## Task data:
----------------

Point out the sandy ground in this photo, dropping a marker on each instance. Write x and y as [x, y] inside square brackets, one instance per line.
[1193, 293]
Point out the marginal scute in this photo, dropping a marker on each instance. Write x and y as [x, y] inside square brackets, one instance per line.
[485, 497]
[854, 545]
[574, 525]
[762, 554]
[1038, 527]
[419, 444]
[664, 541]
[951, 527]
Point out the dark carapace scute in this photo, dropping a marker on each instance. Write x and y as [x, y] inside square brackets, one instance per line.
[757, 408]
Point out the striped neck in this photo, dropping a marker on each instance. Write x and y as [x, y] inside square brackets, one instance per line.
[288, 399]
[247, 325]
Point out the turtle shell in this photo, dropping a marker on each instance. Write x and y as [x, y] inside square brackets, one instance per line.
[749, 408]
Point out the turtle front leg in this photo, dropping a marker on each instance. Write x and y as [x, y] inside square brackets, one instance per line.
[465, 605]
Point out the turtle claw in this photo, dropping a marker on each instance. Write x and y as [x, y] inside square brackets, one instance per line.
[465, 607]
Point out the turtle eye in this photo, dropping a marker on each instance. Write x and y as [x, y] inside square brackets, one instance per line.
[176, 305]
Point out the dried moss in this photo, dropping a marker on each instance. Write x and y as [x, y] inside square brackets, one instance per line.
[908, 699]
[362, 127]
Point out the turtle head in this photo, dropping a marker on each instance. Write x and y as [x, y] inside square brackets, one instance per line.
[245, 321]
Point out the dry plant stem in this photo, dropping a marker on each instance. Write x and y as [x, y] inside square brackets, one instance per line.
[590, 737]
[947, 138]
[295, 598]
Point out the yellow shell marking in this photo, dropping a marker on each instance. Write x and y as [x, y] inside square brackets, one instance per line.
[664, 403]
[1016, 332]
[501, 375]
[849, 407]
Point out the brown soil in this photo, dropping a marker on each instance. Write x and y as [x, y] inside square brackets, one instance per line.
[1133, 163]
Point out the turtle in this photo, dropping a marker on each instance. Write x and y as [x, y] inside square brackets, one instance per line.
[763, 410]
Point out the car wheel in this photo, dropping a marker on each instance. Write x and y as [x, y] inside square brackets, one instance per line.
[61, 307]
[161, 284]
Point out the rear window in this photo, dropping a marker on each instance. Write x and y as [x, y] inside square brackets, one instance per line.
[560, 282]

----------------

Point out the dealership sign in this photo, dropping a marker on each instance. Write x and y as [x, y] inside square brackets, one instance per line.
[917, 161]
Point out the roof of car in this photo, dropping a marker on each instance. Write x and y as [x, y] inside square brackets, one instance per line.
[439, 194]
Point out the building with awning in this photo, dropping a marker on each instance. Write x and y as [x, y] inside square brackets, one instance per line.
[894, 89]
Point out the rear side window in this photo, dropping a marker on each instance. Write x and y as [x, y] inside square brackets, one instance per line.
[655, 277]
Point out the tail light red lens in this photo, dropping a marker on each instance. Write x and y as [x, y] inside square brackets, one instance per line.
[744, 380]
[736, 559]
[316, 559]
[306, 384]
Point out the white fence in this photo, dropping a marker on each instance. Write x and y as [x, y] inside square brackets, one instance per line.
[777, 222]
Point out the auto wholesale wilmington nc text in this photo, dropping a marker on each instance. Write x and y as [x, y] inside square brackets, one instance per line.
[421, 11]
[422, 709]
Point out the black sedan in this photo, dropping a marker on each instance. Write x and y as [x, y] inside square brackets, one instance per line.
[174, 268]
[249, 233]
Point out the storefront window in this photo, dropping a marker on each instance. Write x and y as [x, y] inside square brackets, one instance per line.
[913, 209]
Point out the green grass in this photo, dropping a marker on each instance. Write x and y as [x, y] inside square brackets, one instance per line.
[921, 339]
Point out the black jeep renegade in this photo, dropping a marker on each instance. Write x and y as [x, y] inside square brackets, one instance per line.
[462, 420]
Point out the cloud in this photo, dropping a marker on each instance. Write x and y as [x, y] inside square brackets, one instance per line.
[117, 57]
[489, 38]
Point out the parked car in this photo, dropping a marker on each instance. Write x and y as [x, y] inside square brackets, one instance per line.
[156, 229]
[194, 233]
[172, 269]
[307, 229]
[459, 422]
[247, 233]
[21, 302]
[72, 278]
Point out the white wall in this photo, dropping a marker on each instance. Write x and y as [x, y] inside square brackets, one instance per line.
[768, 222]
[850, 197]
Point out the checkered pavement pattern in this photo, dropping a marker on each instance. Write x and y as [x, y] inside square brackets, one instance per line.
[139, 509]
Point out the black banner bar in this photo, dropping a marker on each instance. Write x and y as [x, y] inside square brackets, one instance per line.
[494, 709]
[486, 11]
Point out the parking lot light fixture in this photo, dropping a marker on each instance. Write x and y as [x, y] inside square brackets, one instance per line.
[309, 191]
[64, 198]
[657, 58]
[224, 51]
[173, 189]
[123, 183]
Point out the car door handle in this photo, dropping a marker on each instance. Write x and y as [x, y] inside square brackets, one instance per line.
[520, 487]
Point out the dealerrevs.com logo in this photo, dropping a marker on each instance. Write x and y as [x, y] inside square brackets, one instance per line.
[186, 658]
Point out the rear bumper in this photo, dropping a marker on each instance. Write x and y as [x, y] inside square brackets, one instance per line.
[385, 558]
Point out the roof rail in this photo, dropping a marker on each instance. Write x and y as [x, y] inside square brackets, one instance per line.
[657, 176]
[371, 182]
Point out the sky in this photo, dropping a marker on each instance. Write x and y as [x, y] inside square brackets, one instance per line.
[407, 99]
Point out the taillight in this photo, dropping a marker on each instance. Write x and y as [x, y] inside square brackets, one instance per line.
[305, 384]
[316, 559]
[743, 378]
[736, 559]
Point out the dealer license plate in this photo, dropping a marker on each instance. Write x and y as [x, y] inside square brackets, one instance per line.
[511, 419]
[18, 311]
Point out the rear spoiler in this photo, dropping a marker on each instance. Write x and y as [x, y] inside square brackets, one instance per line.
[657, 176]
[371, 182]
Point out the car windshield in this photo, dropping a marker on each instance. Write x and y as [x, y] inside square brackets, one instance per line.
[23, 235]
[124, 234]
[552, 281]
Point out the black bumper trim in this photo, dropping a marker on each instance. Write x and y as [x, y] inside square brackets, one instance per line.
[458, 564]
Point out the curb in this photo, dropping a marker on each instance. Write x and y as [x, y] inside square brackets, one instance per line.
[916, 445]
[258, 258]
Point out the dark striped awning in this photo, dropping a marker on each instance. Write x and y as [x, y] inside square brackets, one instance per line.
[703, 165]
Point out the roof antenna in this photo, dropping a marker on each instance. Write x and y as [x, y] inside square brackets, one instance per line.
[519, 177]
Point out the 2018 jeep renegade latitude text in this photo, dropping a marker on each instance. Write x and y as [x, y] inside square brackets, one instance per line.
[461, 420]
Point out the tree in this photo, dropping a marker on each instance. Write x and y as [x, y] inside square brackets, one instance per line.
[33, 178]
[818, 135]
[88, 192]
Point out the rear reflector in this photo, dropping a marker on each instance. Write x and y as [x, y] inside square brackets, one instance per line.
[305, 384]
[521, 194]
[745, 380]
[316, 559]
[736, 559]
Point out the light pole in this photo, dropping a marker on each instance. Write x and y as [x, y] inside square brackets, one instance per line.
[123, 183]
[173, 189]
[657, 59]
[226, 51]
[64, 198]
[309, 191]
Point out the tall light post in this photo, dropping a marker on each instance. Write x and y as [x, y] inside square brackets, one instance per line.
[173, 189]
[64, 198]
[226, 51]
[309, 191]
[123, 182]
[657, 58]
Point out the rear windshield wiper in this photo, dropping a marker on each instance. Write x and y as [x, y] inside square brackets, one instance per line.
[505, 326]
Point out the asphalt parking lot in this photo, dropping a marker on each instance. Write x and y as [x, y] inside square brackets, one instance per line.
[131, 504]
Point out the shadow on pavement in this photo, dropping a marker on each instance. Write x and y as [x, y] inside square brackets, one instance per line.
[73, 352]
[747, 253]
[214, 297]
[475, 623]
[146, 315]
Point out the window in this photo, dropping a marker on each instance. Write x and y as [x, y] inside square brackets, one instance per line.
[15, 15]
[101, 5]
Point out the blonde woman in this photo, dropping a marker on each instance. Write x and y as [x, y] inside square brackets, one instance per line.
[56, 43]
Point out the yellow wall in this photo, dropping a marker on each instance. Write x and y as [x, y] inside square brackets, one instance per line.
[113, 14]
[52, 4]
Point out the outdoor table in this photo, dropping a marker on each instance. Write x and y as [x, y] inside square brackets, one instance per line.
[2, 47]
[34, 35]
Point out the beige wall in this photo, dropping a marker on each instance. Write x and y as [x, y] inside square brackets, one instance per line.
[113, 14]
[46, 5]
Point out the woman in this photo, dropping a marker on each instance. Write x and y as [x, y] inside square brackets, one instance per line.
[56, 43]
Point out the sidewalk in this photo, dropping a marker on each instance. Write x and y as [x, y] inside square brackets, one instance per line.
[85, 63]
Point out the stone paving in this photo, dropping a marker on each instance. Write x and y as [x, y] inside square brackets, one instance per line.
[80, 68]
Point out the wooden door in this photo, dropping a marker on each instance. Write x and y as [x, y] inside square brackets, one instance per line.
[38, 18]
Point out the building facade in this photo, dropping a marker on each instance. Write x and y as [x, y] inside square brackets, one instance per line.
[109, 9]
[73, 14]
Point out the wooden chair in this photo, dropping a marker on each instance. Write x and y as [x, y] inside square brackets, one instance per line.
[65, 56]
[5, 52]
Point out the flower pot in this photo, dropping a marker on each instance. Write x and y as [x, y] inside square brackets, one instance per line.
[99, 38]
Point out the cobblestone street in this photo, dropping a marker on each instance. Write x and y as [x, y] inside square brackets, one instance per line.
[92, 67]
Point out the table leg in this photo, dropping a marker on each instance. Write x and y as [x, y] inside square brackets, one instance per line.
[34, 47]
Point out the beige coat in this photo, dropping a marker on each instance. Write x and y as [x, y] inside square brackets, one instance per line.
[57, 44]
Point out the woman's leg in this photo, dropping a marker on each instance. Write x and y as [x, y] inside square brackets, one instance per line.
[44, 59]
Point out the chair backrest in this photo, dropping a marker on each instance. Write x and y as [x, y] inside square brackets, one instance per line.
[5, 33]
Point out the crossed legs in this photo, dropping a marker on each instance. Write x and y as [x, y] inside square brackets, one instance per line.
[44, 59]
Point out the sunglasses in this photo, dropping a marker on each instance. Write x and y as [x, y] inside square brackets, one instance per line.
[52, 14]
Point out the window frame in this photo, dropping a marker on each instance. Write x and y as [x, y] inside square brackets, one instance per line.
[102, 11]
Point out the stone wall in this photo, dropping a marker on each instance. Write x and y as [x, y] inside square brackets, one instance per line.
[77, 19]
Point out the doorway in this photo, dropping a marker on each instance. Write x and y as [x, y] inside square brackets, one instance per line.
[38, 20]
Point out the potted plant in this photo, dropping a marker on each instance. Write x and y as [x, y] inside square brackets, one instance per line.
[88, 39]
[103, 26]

----------------

## Task requirements:
Extract every line of the material that contains the string "window", matching case exactly.

## Answer to this task:
Point out the rear window in this photo, dropping a marker on each instance. Write x and y as [x, y] inside square brackets, one instance per line.
Point out the rear side window in this photo, dropping a marker on each instance. Write x and y as [x, y] inside square brackets, one instance per line.
Point out the storefront window in this photo, dropping a marker on each instance. Write x and y as [x, y] inside square brackets, one instance per line.
Point out the window in this photo, dropping a marker on each instance. Write x and y as [x, y] inside square brackets, one instance per line.
Point out the window frame in this photo, dropping a marker on each instance. Write x and y as [x, y] inside square brackets, one instance per line.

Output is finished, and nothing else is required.